Write out the stretch of the FileCacher caching page from "ttl: 86400000, //" through "is stored uncompressed.", word for word.

▶ _Source document_:
◆ ◆ ◆ ◆
Caching
The FileCacher provides SQLite-based response caching optimized for crawler workloads. It stores HTTP responses as BLOBs in a single database with namespace-based separation, optional zstd compression (Node.js 22.15+), and LRU eviction to cap disk and memory usage.
import { FileCacher } from 'rezo/crawler'; Architecture
- Single SQLite database — All domains share one database with
namespaceas a column, preventing file descriptor exhaustion when crawling many domains - WAL journal mode — Write-Ahead Logging enables non-blocking reads during writes
- BLOB storage — Responses stored as raw binary, avoiding the 33% overhead of base64 encoding
- WITHOUT ROWID table — Primary key is
(namespace, key)for fast composite lookups - Memory-mapped I/O — 128MB mmap for fast reads on supported systems
- LRU eviction — Oldest entries evicted when
maxEntriesis exceeded
Creating a FileCacher
const cache = await FileCacher.create({
cacheDir: '/tmp/my-crawler/cache', // Database directory (default: '/tmp/rezo-crawler/cache')
dbFileName: 'cache.db', // Database filename (default: 'cache.db')
ttl: 86400000, // Default TTL in ms (default: 7 days)
compression: true, // Enable zstd compression (default: false)
maxEntries: 100000 // Max entries before LRU eviction (default: 100,000)
}); Compression
When compression: true is set, responses are compressed with zstd before storage. This requires Node.js 22.15+ which ships native zlib.zstdCompressSync() and zlib.zstdDecompressSync(). On older Node.js versions, compression is silently disabled and data is stored uncompressed.
Storing Responses
set()
Store a single value with optional TTL and namespace:
// Store a response
await cache.set('https://example.com/page1', {
html: '<html>...</html>',
status: 200,
headers: { 'content-type': 'text/html' }
});
// Store with custom TTL (1 hour)
await cache.set('https://example.com/page1', responseData, 3600000);
// Store in a domain namespace
await cache.set('https://example.com/page1', responseData, undefined, 'example.com'); Values are JSON-serialized before storage, so any JSON-compatible type works.
setMany()
◆ ◆ ◆ ◆
▶ _Excerpted data_:
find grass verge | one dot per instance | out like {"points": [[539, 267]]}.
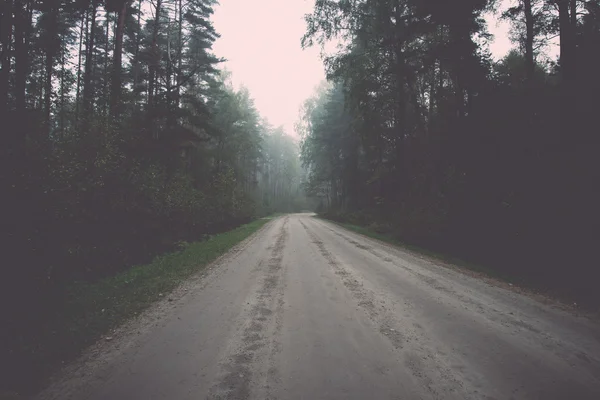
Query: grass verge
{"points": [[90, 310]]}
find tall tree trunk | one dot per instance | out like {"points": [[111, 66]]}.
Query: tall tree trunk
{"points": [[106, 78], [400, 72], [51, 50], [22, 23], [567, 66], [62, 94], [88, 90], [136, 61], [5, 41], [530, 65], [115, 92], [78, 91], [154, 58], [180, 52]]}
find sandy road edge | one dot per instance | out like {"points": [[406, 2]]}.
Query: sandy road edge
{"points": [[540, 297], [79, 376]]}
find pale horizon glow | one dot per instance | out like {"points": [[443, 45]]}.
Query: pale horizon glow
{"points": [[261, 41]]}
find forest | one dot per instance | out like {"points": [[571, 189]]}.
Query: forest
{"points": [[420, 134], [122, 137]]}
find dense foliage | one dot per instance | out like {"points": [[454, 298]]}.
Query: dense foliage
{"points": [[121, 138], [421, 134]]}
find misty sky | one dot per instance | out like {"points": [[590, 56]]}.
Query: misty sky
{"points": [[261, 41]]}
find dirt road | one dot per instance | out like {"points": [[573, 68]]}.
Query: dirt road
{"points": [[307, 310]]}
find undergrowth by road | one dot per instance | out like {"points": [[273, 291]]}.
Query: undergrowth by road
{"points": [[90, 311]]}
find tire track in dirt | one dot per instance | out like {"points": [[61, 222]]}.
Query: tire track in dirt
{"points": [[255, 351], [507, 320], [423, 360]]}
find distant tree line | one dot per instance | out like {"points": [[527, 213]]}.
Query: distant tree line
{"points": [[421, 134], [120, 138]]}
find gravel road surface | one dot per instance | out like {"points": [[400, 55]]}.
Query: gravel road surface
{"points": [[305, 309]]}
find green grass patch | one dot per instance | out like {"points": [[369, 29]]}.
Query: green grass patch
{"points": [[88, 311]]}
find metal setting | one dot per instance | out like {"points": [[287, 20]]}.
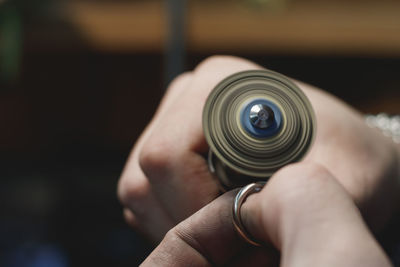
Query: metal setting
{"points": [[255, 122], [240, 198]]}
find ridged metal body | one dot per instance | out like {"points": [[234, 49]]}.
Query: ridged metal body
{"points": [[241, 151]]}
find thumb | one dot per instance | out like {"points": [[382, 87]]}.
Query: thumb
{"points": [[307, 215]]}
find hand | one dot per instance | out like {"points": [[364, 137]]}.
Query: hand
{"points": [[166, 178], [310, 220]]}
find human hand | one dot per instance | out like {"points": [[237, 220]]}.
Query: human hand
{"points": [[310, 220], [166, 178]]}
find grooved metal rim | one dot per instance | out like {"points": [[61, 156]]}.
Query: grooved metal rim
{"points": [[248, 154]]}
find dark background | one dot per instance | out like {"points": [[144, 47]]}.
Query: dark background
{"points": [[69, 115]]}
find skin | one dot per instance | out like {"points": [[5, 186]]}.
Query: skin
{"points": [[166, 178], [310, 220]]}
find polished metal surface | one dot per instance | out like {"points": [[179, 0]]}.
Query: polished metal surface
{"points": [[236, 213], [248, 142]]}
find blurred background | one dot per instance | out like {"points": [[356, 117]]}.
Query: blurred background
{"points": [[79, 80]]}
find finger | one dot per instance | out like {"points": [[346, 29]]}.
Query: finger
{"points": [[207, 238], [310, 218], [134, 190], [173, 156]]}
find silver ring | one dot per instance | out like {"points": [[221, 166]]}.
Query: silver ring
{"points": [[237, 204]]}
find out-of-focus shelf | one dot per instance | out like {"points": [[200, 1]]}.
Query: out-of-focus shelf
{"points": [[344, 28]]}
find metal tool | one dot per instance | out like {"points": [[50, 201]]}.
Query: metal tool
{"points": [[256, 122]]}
◆ ◆ ◆ ◆
▶ _Result of the task_:
ttl: 86400000, // Default TTL in ms (default: 7 days)
compression: true, // Enable zstd compression (default: false)
maxEntries: 100000 // Max entries before LRU eviction (default: 100,000)
}); Compression
When compression: true is set, responses are compressed with zstd before storage. This requires Node.js 22.15+ which ships native zlib.zstdCompressSync() and zlib.zstdDecompressSync(). On older Node.js versions, compression is silently disabled and data is stored uncompressed.